_Selected excerpt_
The Five Principles of Writing Stuff Down
TO DOCUMENT OR NOT TO DOCUMENT? …SEEMS TO BE THE QUESTION
In the last half of 2019 while running a lot of workshops and training with folks working on improving their software development processes, I noticed I kept getting a question about how much documentation you should write, or whether should you write anything down at all, ever?
My gut feel has always been to err on the side of saying ‘none’, and then to ask people to share some of their own problems with documentation, and let them reach their own conclusions that documenting things is a cause of more problems than solutions. I’m happy to say that things called ‘Business Requirements’ are no longer considered to be a reasonable use of your time, so a document I wrote about that in 2014 is no longer so relevant. If you do still suffer with requirements documents, perhaps read this to get a breakdown of why they are a waste of your time (The irony is not lost on me here. I write things that become redundant too!).

_Source data_
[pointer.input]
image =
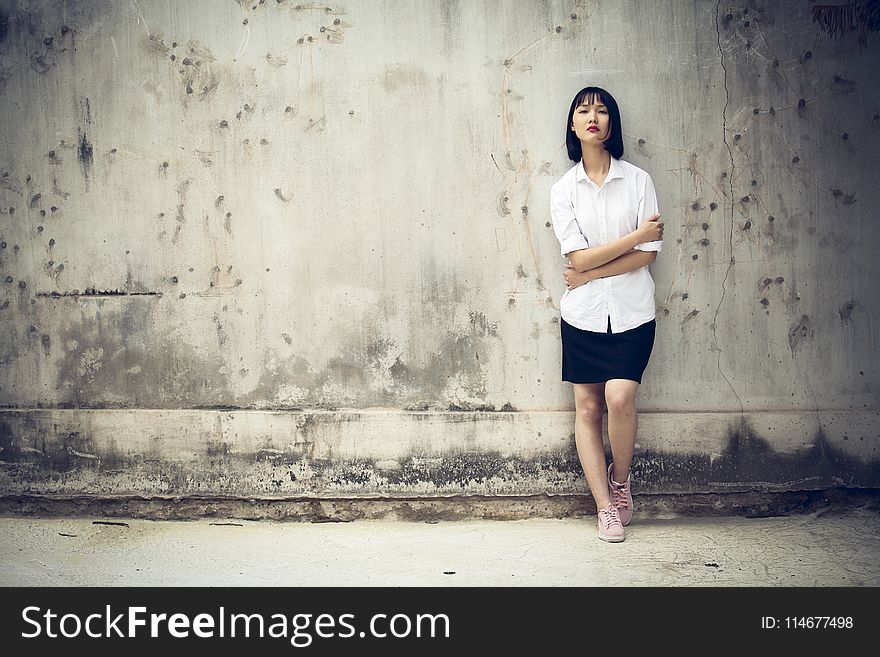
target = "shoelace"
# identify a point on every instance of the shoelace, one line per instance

_Written problem 1_
In the documentation essay, in what year was the document about Business Requirements written?
_Written problem 2_
Continue the documentation essay from its final sentence.

_Final result 1_
2014.

_Final result 2_
FACE TO FACE CONVERSATIONS ARE ALWAYS BEST… UNTIL THEY’RE NOT
I’m a principled gal and I believe that the 12 principles of the Agile Manifesto was one of the most powerful things about the Agile software development movement. The principles have served me well over the years, so I still like to use them as tools for problem solving when people come at me with their questions about what to write down about what they are building, or have already built.
Capturing the essence of something that is constantly changing and evolving into a document can be a folly, at times it feels like writing on a whiteboard is even too permanent for how fast ideas may be moving. Over time we often find that what we document begins to misrepresent the truth.
But we may lack the skills to parse code like a compiler or we may not like having so many conversations face-to-face over and over to communicate the intention of our systems and software. That in itself may feel inefficient. Ideas and designs at times have to scale beyond single teams of code literate people, and that means you need to capture them, wrangle them into a format, so that you can share more efficiently.
SO WE DO NEED TO DOCUMENT, BUT HOW?
I sourced some answers from the internet and my twitter pals, and got back some pretty good tips. I’ve organised them here into five ‘principles’ so I can better answer that question.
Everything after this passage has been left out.